STATED TASK — Extend the TypedFastBitSet.js readme from where it stops.

Skip to content

Speed-optimized BitSet implementation for modern browsers and JavaScript engines, uses typed arrays

License

Notifications You must be signed in to change notification settings

ebrensi/TypedFastBitSet.js

 
 

Repository files navigation

TypedFastBitSet.js

Speed-optimized BitSet implementation for modern browsers and JavaScript engines, uses typed arrays

A BitSet (also called Bitmap or bit vector) is an ideal data structure to implement a set when values being stored are reasonably small integers. It can be orders of magnitude faster than a generic set implementation. In particular, a BitSet has fast support for set operations (union, difference, intersection).

The TypedFastBitSet.js implementation optimizes for speed, leveraging commonly available features like typed arrays. It can be several times faster than competitive alternatives. It is also entirely dynamic, and has functions to minimize the memory usage. It should be supported by most of the modern browsers and JavaScript engines. It is ideal for maintaining sets of integers when performance matters.

License: Apache License 2.0

Usage

const b = new TypedFastBitSet(); // initially empty
b.add(1); // add the value "1"
b.has(1); // check that the value is present! (will return true)
b.add(2);
console.log("" + b); // should display {1,2}
b.add(10);
b.addRange(11, 13);
b.array(); // would return [1, 2, 10, 11, 12, 13]
let c = new TypedFastBitSet([1, 2, 3, 10]); // create bitset initialized with values 1,2,3,10
c.difference(b); // from c, remove elements that are in b (modifies c)
c.difference2(b); // from c, remove elements that are in b (modifies b)
c.change(b); // c will contain all elements that are in b or in c, but not both (elements that changed)
const su = c.union_size(b); // compute the size of the union (bitsets are unchanged)

(Photo object-pointing records)
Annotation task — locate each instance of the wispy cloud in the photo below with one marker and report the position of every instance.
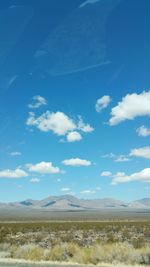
(43, 168)
(142, 152)
(14, 174)
(121, 177)
(105, 174)
(65, 189)
(34, 180)
(37, 101)
(76, 162)
(88, 192)
(15, 153)
(88, 2)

OUTPUT OF THE TASK —
c.union(b); // c will contain all elements that are in c and b
const out1 = c.new_union(b); // creates a new bitmap that contains everything in c and b
const out2 = c.new_intersection(b); // creates a new bitmap that contains everything that is in both c and b
const out3 = c.new_change(b); // creates a new bitmap that contains everything in b or in c, but not both
const s1 = c.intersection_size(b); // compute the size of the intersection (bitsets are unchanged)
const s2 = c.difference_size(b); // compute the size of the difference (bitsets are unchanged)
const s3 = c.change_size(b); // compute the number of elements that are in b but not c, or vice versa
c.intersects(b); // return true if c intersects with b
c.intersection(b); // c will only contain elements that are in both c and b
c = b.clone(); // create a (deep) copy of b and assign it to c.
c.equals(b); // checks whether c and b are equal
c.forEach(fnc); // execute fnc on each value stored in c
for (const x of c) fnc(x); // execute fnc on each value stored in c (allows early exit with break)
c.trim(); // reduce the memory usage of the bitmap if possible, the content remains the same

If you are using node.js, you need to import the module:

const TypedFastBitSet = require("typedfastbitset");
const b = new TypedFastBitSet(); // initially empty
b.add(1); // add the value "1"

Performance tip: in-place functions such as intersection, union and difference can be much faster than functions generating a new bitmap (new_intersection, new_union and new_difference) because they avoid creating a new object, a potentially expensive process in JavaScript. For faster code, use as few FastBitSet objects as you can.

There is also SparseTypedFastBitSet which might perform better depending on the shape of your data This implementation starts as an array of values and switches to a bitset structure once enough entries have been added

npm install

  $ npm install typedfastbitset

Testing

Using node.js (npm), you can test the code as follows...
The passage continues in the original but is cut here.